TEXT PROVIDED:
====

Summary: In this article, the arguments raised by the Petitioners and Respondents are summarized. The key contention here continues to remain whether AMU was both established, and administered by the Muslim minority. The first part of this piece dealt with the historical context and important precedents on this issue.
Supreme Court hearings in the current case
Arguments raised by the Petitioners
The first contention raised by the Petitioners was that the Azeez Basha case gave a very restrictive meaning to the term ‘establish’, as opposed to the expansive definition laid down in the Mother Provincial case. They also contended that prior to the Constitution coming into force, most minorities had no choice but to establish with the help of Governments since degrees granted by a private individual were not recognized by governments. Following Azeez Basha would make Article 30 toothless since educational institutions that were required to obtain government recognition would now be stripped of their minority status. They further stressed that the AMU Act only incorporated AMU, but did not establish it. Hence, the mere fact that an institution was set up by a government legislation could not be a sufficient ground to strip it of its minority status.
Moreover, the Petitioners claimed that Azeez Basha was self-contradictory in its reasoning—while it gave the minorities the right to establish a MEI, the institution was immediately deprived of its minority status if its degrees were recognized by a statute. It was also paradoxical for the court to acknowledge the conversion of MAO to AMU by the Muslim community’s efforts and funds, and yet rule that AMU was not established by Muslims.
Furthermore, it was argued that Azeez Basha was now bad law since it had been superseded by the TMA Pai case. In TMA Pai it was held that an institution cannot be stripped of its minority status by a government intervention. The case had also reiterated that an institution would not be stripped of its MEI status merely because it accepted state funds and let members from the non-minority community take up administrative roles. The Petitioners further stressed on the ‘choice’ that minorities have in establishing and administering an educational institution. As held in St. Stephen’s College v. University of Delhi, the fact that the University was administered by someone outside the minority community, alone could not form the basis of depriving it of its minority status.
Lastly, the Petitioners argued that stripping AMU of its minority status would be against the tenants of Article 15, since it would disproportionately affect the career prospects of Muslims. This is because such a move would result in the de-reservation of seats which were exclusively held for Muslims, thereby reducing their chances of obtaining college degrees, and consequently jobs. Such a situation would be especially detrimental for Muslim women, for they are often only allowed to attend Muslim MEIs. To support these arguments, it was emphasized that Article 30 recognized group rights to facilitate affirmative action.

====

(Stored entries)
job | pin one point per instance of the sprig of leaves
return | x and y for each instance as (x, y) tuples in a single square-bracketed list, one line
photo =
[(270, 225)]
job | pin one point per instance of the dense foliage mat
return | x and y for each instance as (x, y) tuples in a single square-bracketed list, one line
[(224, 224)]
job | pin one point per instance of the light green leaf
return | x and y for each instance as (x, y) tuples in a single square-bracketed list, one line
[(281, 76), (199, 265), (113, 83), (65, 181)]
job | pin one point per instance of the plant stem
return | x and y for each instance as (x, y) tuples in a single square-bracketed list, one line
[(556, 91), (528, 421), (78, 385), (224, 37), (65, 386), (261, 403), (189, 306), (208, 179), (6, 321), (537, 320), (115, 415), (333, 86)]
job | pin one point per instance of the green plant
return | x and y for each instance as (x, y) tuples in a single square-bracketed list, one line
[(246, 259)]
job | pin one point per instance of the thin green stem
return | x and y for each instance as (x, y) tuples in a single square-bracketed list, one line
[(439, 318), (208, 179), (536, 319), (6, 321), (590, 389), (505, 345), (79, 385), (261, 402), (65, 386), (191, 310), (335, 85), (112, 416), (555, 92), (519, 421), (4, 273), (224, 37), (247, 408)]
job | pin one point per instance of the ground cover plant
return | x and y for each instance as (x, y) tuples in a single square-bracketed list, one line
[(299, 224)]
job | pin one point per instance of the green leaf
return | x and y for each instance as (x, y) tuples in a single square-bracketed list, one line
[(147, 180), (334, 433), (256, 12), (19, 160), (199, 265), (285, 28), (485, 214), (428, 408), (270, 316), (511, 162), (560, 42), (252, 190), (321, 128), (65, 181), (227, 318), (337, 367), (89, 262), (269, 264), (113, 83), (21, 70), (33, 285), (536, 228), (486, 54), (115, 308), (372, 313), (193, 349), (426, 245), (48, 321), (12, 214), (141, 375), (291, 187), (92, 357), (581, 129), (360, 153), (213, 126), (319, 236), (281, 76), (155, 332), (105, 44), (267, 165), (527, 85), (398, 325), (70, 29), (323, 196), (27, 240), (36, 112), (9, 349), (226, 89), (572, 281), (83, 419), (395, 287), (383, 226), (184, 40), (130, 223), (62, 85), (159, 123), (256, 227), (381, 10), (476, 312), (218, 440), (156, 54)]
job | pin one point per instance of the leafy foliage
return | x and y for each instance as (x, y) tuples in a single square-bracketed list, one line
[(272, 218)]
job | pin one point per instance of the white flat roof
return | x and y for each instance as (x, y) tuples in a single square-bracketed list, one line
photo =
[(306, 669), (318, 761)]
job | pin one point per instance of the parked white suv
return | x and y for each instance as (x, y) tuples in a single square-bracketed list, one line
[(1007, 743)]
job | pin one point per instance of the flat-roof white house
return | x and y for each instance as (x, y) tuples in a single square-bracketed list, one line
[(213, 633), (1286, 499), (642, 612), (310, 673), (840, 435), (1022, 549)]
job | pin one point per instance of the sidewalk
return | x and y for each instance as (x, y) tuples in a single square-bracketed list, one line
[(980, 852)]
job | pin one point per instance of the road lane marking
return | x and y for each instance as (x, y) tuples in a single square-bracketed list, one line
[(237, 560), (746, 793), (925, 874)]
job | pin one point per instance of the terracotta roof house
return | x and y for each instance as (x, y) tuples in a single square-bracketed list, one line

====

WHAT YOU NEED TO DO:
[1] Answer these questions using the article on AMU's minority status:
(a) According to the Petitioners, which case laid down an expansive definition of "establish"?
(b) Which case did the Petitioners say had superseded Azeez Basha?
(c) Which group did the Petitioners say would be especially harmed by the de-reservation of seats?
[2] Carry on the article on AMU's minority status, picking up after its final sentence.

RESPONSE LIST:
[1]
(a) The Mother Provincial case
(b) The TMA Pai case
(c) Muslim women

[2]
Arguments raised by Respondents
The first contention raised by Respondents was that the power to establish a University must be granted by an enabling statute. Prior to the enforcement of the Constitution, no legislation existed through which a University could be established or a college could be converted into a University. Hence, the minority community which may have established MAO, had no authority to convert the same into AMU.
Moreover, Respondents stated that AMU had made a conscious decision of being a ‘loyalist’ institution under the British government, choosing to be established under an imperial legislation. This was in contrast to ‘nationalist’ institutions which had not succumbed to the British government, and were later recognized by the University Grants Commission. By not choosing to be affiliated to the Allahabad University and instead being established as a separate University through the British government, AMU had clearly denounced its minority status. In particular, they argued that the British government had established AMU only on the pre-condition that it would not be a minority institution and would instead be governed by secular authorities. They corroborated this assertion by depicting that AMU had several non-Muslim donors.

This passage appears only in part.